— TEXTAUSZUG —
....................

Absolut kein Highlight: die zweifelhaften Stromsparmaßnahmen vieler Android-Hersteller.

Grafik: Google

Es klingt wie eine schlechte Ausrede für Langschläfer, und doch steckt darin mehr als nur ein Körnchen Wahrheit: Wenn am Morgen der Wecker nicht klingelt, könnte tatsächlich das Smartphone schuld sein – oder genauer gesagt dessen Hersteller. Im Bestreben, die Akkulaufzeit der eigenen Geräte zu verbessern – oder, genauer: mit diesem Umstand positive Schlagzeilen zu machen –, greifen viele Hardwareanbieter mittlerweile zu reichlich zweifelhaften Methoden. Als Optimierung verkauft, werden dabei in Wirklichkeit zentrale Android-Konzepte unterlaufen, was zu schwerwiegenden Problemen führen kann.

....................

— VORLIEGENDE ZEILEN —
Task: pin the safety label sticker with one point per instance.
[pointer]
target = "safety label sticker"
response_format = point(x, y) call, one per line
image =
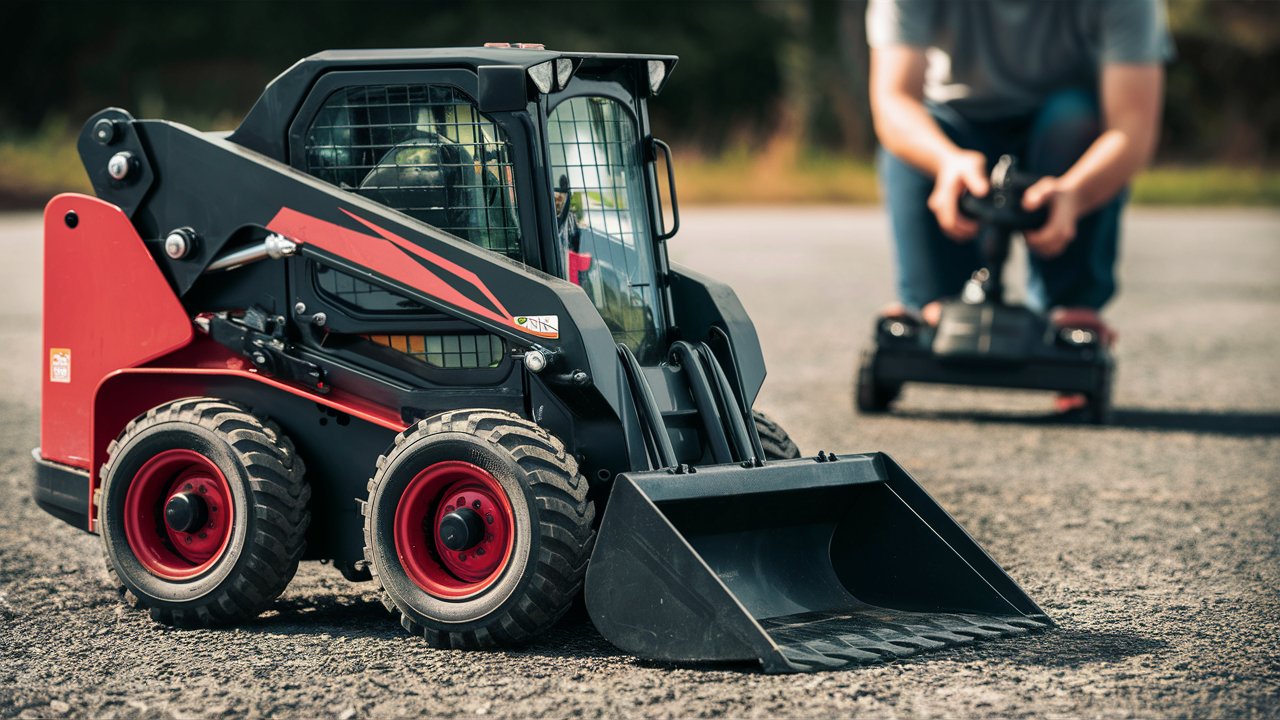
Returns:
point(540, 326)
point(59, 365)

....................

— ARBEITSAUFTRÄGE —
• a. Nennen Sie in der Reihenfolge ihres Auftretens alle Wörter im Textauszug, die mit einem großen A beginnen.
• b. Führen Sie den Textauszug über die Stromsparmaßnahmen der Android-Hersteller im gleichen Stil fort.
Die Zeilen sind eigenständiges Material und gehören nicht zum Textauszug.

— LÖSUNGEN —
• a. Absolut, Android-Hersteller, Ausrede, Akkulaufzeit, Als, Android-Konzepte

• b.
Nokia

Ein Paradebeispiel liefert hier ausgerechnet HMD Global, das für das schlanke Android auf seinen Nokia-Smartphones sonst eigentlich viel gelobt wird. Doch auf dieser Basis liefert man mittlerweile ein Paket der Firma Evenwell mit, das mit Brachialgewalt den Stromverbrauch der Geräte minimieren will, wie "Don't kill my app" warnt. Jede App, jeder Hintergrundprozess, der nicht direkt zum Betriebssystem gehört, wird kurzerhand nach 20 Minuten beendet.

Das Nokia 7 Plus ist eines der betroffenen Geräte.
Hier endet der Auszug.